═══ PASAJE DEL TEXTO ═══

El autor sagrado, al hacer sobrevivir a Jonás, y preparándolo para otras acciones, llenas de grandes enseñanzas, puede intercalar en el relato un maravilloso cántico poético de acción de gracias.

El salmo responsorial de la celebración de la Palabra de hoy nos ofrece algunos versículos de este cántico del profeta que, angustiado y arrepentido, invoca a Dios desde las profundidades del abismo marino y es escuchado por el Señor:

Invoqué al Señor en mi desgracia y me escuchó; desde lo hondo del Abismo pedí auxilio y escuchaste mi llamada. Me arrojaste a las profundidades de alta mar, las corrientes me rodeaban, todas tus olas y oleajes se echaron sobre mí. Me dije: «Expulsado de tu presencia, ¿cuándo volveré a contemplar tu santa morada?».

También en el Evangelio hay escenas que expresan mucho movimiento, símbolo del camino de nuestra vida terrena: un hombre desciende de Jerusalén a Jericó; los bandidos que lo asaltan y se van dejándolo medio muerto; el sacerdote y el levita, que también están de viaje, pasan de largo; un samaritano, que bajaba por aquel mismo camino, socorre al herido, lo lleva a una posada y se va, prometiendo volver. En este viaje – lo hemos visto ya en Jonás – hay episodios y encuentros que pueden hacernos comprender el verdadero sentido de la vida y de nuestro vínculo con Dios y con los hermanos.

En el pasaje del Evangelio, aparece también hasta tres veces una crítica abierta a los guías religiosos del pueblo: al principio es un doctor de la ley que, “para poner a prueba a Jesús”, le pregunta qué debe hacer para tener la vida eterna y, después, “queriendo justificarse”, le pregunta: “¿Y quién es mi prójimo?”. En la continuación de la parábola, contada por Jesús, son un sacerdote y un levita quienes, posiblemente para no contaminarse con la sangre de un pobre hombre herido, faltan a su deber de socorrerlo y, por tanto, descuidan el verdadero núcleo de la Ley para cumplir con las reglas de pureza efímeras y menos importantes. En el centro del relato está la figura del Samaritano, también él de viaje por sus negocios, que, teniendo compasión de él, ayuda al desafortunado que ha caído en manos de los bandidos, lava sus heridas, lo carga en su propia montura y lo lleva a una posada, pagando al posadero, confiándole a su cuidado y prometiéndole más dinero a su vuelta para compensarlo por sus atenciones hacia el herido. Es un samaritano, por tanto, un extranjero, un hombre que los judíos consideraban un hereje.

═══ DATOS EXTRAÍDOS ═══

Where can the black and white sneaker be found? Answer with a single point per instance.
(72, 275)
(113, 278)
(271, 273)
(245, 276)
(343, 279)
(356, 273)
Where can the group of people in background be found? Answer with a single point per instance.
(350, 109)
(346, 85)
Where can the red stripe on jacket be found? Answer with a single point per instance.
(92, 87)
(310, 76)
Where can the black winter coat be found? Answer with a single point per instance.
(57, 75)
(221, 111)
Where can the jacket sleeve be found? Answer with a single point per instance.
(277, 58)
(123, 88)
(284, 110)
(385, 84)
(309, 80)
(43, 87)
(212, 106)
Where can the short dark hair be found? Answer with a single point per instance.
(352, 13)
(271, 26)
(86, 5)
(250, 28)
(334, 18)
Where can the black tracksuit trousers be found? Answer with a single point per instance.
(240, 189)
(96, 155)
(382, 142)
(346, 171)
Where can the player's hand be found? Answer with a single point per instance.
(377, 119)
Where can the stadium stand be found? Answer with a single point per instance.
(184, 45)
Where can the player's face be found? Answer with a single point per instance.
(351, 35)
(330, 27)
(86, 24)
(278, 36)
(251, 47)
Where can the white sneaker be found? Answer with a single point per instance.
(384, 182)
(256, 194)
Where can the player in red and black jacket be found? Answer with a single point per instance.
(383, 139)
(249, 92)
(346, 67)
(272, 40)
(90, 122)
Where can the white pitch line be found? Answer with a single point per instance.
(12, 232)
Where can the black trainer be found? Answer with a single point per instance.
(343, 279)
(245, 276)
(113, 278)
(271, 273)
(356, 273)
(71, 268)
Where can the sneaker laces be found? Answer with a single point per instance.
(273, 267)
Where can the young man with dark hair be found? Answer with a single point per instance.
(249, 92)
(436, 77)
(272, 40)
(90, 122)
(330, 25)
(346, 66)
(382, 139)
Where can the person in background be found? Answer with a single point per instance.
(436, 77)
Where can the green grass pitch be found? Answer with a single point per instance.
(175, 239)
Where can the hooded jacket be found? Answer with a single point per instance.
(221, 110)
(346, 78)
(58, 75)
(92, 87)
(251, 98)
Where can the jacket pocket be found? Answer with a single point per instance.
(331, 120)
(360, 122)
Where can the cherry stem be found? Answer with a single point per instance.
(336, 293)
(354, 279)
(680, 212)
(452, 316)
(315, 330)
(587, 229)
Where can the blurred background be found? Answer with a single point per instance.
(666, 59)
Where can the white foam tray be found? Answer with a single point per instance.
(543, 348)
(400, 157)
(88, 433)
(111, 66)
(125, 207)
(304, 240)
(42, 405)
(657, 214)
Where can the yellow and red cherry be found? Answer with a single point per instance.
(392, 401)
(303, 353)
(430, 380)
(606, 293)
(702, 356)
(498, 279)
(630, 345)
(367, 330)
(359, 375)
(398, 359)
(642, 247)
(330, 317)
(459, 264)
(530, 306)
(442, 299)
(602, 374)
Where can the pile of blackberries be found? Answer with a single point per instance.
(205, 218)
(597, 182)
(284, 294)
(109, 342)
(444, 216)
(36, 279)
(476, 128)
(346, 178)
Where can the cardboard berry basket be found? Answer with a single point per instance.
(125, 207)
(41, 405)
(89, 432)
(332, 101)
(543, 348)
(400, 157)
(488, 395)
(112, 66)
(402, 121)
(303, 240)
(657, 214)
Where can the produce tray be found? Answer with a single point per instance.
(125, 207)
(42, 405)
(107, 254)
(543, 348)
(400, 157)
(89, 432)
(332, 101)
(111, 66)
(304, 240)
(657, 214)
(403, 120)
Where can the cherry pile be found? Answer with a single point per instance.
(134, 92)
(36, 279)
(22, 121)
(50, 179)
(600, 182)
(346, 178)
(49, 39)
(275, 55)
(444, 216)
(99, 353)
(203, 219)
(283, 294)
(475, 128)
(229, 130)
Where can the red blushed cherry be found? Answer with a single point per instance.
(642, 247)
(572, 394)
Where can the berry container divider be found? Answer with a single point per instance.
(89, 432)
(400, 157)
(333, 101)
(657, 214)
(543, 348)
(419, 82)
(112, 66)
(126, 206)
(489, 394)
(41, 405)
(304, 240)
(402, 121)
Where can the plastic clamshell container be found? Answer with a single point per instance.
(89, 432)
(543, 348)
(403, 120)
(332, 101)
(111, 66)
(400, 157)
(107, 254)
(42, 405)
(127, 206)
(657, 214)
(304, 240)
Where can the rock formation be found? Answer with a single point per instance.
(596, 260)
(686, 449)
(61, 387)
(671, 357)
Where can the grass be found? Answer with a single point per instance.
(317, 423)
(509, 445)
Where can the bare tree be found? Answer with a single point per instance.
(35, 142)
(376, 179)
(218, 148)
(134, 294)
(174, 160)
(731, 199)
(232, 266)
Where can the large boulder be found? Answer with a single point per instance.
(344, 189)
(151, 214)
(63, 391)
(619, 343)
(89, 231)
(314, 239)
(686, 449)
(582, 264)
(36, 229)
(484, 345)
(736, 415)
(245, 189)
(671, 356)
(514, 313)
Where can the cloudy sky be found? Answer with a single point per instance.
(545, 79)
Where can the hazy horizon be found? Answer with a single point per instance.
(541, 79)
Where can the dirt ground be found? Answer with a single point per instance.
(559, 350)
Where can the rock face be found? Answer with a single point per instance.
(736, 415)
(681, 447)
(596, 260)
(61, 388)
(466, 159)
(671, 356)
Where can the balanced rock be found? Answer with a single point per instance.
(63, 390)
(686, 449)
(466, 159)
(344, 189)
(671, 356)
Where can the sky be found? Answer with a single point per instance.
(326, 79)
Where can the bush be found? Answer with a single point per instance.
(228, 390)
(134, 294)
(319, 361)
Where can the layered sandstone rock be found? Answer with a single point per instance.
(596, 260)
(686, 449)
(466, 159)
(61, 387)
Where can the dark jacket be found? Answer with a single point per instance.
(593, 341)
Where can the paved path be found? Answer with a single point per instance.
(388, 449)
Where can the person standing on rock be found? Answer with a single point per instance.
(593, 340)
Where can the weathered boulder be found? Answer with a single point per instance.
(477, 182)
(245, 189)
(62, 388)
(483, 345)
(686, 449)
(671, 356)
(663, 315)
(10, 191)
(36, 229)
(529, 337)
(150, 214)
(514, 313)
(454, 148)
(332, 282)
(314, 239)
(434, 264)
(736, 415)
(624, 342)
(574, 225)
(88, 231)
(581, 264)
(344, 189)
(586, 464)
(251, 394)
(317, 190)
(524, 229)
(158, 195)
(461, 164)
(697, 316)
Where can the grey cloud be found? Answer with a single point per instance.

═══

Imprime el tramo del texto sobre Jonás y el buen samaritano que va de "También en el" a "con los hermanos.", ambos incluidos.

- RESPUESTA:
También en el Evangelio hay escenas que expresan mucho movimiento, símbolo del camino de nuestra vida terrena: un hombre desciende de Jerusalén a Jericó; los bandidos que lo asaltan y se van dejándolo medio muerto; el sacerdote y el levita, que también están de viaje, pasan de largo; un samaritano, que bajaba por aquel mismo camino, socorre al herido, lo lleva a una posada y se va, prometiendo volver. En este viaje – lo hemos visto ya en Jonás – hay episodios y encuentros que pueden hacernos comprender el verdadero sentido de la vida y de nuestro vínculo con Dios y con los hermanos.